[Pointing dataset excerpts]
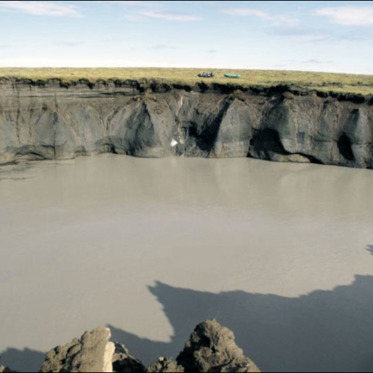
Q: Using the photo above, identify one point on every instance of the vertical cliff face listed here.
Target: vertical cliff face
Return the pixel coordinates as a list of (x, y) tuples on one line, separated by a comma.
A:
[(49, 120)]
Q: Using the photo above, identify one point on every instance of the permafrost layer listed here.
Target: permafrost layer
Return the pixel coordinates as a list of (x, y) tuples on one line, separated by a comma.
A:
[(51, 120)]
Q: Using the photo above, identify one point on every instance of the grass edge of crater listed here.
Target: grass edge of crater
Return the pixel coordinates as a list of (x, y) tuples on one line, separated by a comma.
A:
[(321, 81)]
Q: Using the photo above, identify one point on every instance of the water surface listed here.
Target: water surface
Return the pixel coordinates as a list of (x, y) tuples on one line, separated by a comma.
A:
[(90, 241)]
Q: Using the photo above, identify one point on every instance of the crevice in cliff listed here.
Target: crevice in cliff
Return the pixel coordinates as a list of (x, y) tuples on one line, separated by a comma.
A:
[(345, 148), (205, 136), (265, 141)]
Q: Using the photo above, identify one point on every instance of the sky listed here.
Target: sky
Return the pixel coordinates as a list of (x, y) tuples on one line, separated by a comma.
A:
[(329, 36)]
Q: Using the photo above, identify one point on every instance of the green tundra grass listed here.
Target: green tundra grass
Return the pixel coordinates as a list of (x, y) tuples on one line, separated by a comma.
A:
[(343, 83)]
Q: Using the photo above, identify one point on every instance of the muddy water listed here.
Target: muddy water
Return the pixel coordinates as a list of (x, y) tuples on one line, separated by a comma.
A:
[(82, 241)]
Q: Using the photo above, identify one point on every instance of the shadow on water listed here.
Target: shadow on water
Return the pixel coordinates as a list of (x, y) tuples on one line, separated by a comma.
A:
[(324, 331), (320, 331)]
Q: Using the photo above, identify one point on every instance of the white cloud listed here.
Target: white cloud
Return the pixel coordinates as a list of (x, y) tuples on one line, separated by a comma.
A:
[(349, 16), (171, 16), (40, 8), (283, 21)]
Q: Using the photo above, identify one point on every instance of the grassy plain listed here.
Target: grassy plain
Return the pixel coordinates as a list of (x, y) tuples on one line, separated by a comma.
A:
[(343, 83)]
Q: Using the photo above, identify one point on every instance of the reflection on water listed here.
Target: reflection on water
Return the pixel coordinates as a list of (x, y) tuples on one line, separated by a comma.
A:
[(81, 241)]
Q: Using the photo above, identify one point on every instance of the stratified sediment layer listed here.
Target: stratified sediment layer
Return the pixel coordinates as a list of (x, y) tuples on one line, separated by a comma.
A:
[(52, 120)]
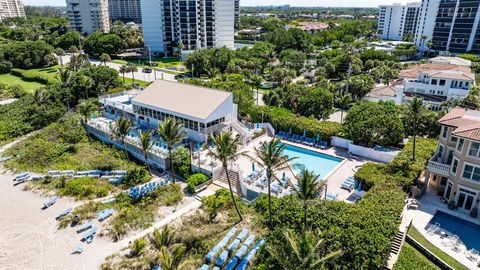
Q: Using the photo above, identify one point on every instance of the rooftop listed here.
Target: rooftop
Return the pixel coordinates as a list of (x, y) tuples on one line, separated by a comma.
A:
[(194, 101), (448, 70), (451, 61), (466, 123)]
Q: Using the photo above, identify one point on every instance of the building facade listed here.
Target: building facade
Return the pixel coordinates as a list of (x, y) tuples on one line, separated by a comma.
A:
[(398, 22), (125, 10), (454, 170), (194, 24), (450, 26), (11, 8), (88, 16)]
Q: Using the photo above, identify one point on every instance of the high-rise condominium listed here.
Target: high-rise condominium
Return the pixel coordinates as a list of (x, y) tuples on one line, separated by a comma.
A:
[(88, 16), (127, 10), (450, 25), (11, 8), (398, 22), (194, 23)]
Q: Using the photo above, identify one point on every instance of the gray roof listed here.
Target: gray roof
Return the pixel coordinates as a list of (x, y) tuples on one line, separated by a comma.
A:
[(186, 99)]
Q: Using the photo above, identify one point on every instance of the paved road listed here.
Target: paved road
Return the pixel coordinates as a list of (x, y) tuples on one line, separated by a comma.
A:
[(139, 75)]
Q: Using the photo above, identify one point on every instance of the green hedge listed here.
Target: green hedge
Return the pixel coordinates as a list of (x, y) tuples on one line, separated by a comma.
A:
[(402, 170), (195, 180), (283, 119), (33, 76)]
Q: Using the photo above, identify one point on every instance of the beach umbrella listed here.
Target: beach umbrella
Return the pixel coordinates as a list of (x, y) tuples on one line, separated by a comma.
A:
[(359, 187)]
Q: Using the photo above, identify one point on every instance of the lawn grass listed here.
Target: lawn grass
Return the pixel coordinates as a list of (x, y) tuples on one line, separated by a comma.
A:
[(415, 234), (410, 258), (10, 79)]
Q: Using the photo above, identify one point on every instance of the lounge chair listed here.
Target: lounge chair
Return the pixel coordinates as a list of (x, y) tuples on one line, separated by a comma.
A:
[(104, 214), (450, 241), (63, 213), (89, 233), (222, 258), (84, 227), (241, 252), (231, 264), (78, 250), (50, 201), (472, 254), (331, 197)]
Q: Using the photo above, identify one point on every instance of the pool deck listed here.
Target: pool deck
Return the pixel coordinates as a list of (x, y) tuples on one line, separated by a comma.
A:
[(429, 204), (334, 179)]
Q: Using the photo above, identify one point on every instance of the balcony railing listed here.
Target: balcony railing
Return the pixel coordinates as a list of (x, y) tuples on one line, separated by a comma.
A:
[(438, 167)]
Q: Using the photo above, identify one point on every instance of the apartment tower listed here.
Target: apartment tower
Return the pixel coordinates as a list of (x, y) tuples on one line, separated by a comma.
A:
[(195, 24), (126, 10), (88, 16), (450, 25), (398, 22), (11, 8)]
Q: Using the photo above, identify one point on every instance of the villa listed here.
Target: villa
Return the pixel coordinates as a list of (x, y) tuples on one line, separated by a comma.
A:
[(455, 169), (434, 82)]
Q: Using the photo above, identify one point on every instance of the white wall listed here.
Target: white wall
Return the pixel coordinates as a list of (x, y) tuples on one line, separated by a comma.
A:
[(152, 16)]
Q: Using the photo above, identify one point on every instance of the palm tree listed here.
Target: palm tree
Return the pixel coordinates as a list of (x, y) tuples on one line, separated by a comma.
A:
[(146, 143), (270, 157), (86, 109), (171, 132), (132, 68), (309, 186), (256, 81), (60, 53), (124, 69), (226, 151), (343, 103), (104, 58), (301, 251), (121, 129), (415, 110)]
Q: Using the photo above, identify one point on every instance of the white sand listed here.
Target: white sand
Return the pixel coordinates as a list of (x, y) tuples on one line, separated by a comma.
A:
[(29, 238)]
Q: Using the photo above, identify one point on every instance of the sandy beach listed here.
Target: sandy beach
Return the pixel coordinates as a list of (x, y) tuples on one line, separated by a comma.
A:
[(29, 238)]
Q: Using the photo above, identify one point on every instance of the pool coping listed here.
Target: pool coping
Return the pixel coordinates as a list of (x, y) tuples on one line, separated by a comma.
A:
[(308, 148)]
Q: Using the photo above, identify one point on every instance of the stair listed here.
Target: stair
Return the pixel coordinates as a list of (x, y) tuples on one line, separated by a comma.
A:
[(222, 178), (397, 243)]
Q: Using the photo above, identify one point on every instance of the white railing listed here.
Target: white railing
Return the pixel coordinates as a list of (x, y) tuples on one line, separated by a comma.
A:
[(437, 167)]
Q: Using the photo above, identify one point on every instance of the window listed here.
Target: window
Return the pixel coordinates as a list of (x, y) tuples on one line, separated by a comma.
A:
[(474, 149), (471, 173), (454, 166)]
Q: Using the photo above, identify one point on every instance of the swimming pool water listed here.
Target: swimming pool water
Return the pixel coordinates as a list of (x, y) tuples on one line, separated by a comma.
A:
[(467, 231), (313, 161)]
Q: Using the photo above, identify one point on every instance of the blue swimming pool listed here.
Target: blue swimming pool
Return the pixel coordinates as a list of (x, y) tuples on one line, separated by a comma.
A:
[(467, 231), (319, 163)]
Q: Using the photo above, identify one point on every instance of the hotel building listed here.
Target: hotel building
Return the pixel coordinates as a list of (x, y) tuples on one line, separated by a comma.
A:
[(195, 24), (88, 16)]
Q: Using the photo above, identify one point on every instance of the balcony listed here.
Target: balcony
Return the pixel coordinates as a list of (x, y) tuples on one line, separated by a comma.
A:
[(436, 166)]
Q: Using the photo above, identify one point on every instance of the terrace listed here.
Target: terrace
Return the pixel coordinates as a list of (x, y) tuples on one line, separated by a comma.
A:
[(424, 218)]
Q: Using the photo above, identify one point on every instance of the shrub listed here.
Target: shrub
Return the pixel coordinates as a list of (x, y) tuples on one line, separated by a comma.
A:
[(283, 119), (402, 170), (85, 187), (195, 180)]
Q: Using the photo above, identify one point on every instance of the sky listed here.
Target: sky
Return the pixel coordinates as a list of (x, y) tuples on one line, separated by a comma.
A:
[(322, 3)]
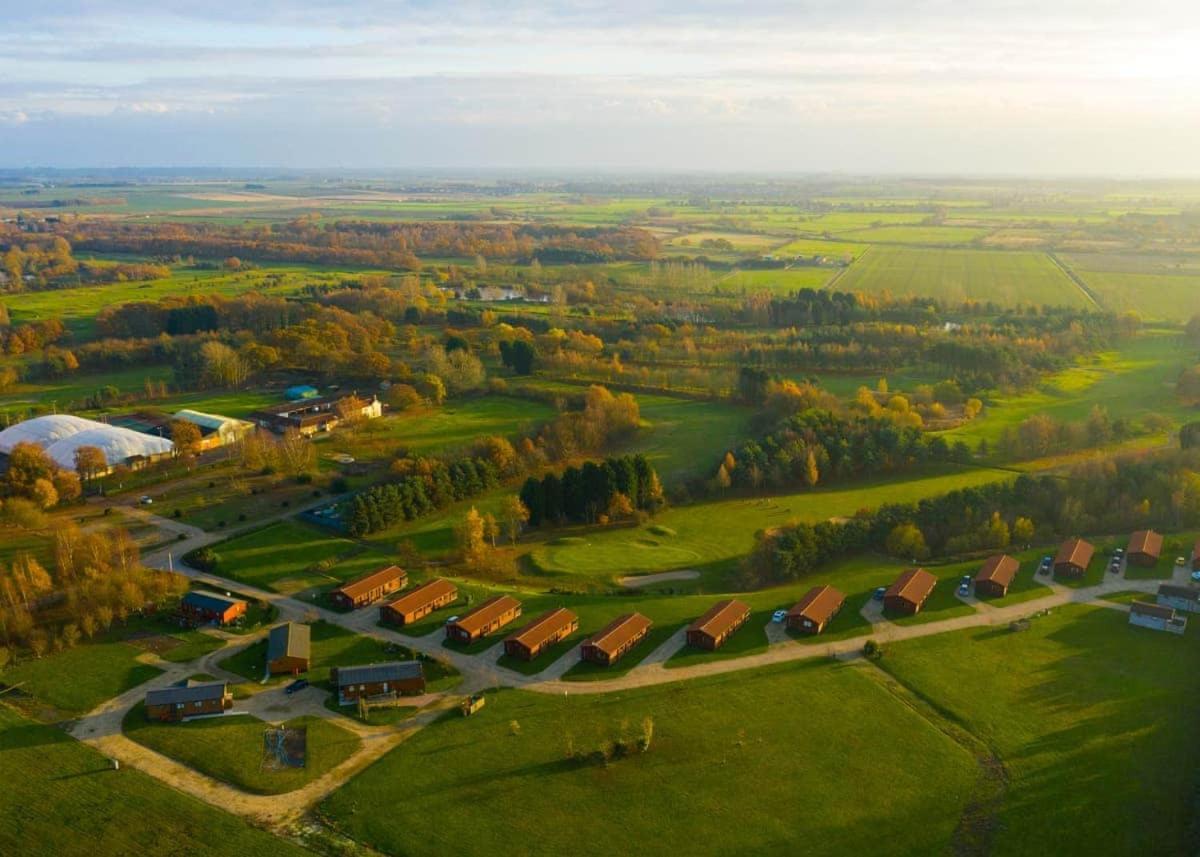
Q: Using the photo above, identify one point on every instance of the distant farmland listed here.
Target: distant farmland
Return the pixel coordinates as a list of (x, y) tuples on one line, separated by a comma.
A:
[(954, 275)]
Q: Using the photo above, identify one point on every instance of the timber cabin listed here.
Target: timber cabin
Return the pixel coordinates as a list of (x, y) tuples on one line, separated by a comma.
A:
[(712, 629)]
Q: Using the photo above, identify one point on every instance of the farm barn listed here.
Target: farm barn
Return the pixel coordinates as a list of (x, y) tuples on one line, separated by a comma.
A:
[(907, 595), (712, 629), (540, 634), (616, 639), (172, 705), (370, 587), (996, 575), (813, 612), (1156, 617), (373, 681), (419, 603), (490, 616), (209, 607), (1145, 547), (1185, 598), (288, 648), (1074, 556)]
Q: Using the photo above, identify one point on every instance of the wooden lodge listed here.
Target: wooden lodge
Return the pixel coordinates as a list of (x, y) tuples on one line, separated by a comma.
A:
[(288, 649), (996, 575), (370, 587), (1074, 556), (1145, 547), (540, 634), (419, 603), (813, 612), (210, 609), (377, 681), (193, 699), (616, 639), (712, 629), (910, 592), (489, 617)]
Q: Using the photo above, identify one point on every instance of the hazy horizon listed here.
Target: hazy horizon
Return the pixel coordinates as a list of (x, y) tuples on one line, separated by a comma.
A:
[(1006, 89)]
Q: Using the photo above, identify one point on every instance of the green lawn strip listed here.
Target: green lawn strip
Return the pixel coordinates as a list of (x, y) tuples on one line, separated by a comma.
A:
[(78, 679), (1081, 696), (63, 797), (845, 761), (229, 748)]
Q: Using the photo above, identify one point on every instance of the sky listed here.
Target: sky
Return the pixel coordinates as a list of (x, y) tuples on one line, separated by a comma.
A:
[(881, 87)]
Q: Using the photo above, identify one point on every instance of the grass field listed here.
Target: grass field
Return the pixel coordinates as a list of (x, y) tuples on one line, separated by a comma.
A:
[(229, 748), (76, 681), (1091, 718), (285, 557), (63, 797), (955, 275), (817, 753)]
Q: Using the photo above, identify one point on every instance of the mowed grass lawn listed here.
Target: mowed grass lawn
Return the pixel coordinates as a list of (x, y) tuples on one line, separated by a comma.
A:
[(955, 275), (63, 797), (283, 557), (1093, 720), (76, 681), (814, 757), (229, 748), (711, 535)]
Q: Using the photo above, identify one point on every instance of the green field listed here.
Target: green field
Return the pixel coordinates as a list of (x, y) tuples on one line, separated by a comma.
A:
[(957, 275), (1091, 719), (63, 797), (744, 765), (283, 557), (229, 748)]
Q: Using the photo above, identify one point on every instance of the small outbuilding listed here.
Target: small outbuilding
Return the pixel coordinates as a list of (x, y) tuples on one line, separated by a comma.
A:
[(210, 609), (288, 648), (184, 701), (370, 587), (419, 603), (1074, 556), (996, 575), (486, 618), (540, 634), (377, 681), (1156, 617), (1145, 547), (910, 592), (712, 629), (813, 612), (616, 639), (1185, 598)]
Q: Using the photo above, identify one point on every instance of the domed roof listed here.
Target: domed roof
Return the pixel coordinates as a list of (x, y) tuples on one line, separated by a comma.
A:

Instruction:
Please copy the data word for word, starting at its beginning and ending with the line that contains "[(345, 148), (205, 136), (265, 141)]", both ends included. Leave the pictures out of your copy.

Expected answer:
Q: Using the photo above, identify one point on every instance of the vertical cliff face listed here.
Target: vertical cliff face
Return the pixel coordinates as a list of (x, y) tuples on one line, separated by a comma.
A:
[(49, 120)]
Q: Using the photo above, identify one point on every instance of the permafrost layer listed here.
Target: permafrost layer
Return the pixel coordinates as a list of (x, y) tuples on one line, separated by a comma.
A:
[(51, 120)]
Q: Using the photo above, identify one point on every instance of the grass edge of crater listed here.
Target: grass edge of crater
Return the pixel coordinates as a list of (x, y) tuples on one line, separated by a comma.
A:
[(321, 81)]
Q: Using the photo above, identify one point on every instance of the water surface listed here.
Target: water surface
Return the pixel coordinates as a list of (x, y) tuples on one line, separated by a comma.
A:
[(90, 241)]
Q: Using the photo above, identify one point on every instance of the crevice in cliff listed here.
Target: crevice in cliff
Return the pixel coordinates as a list of (x, y) tuples on one line, separated by a comma.
A:
[(345, 148), (205, 136), (265, 141)]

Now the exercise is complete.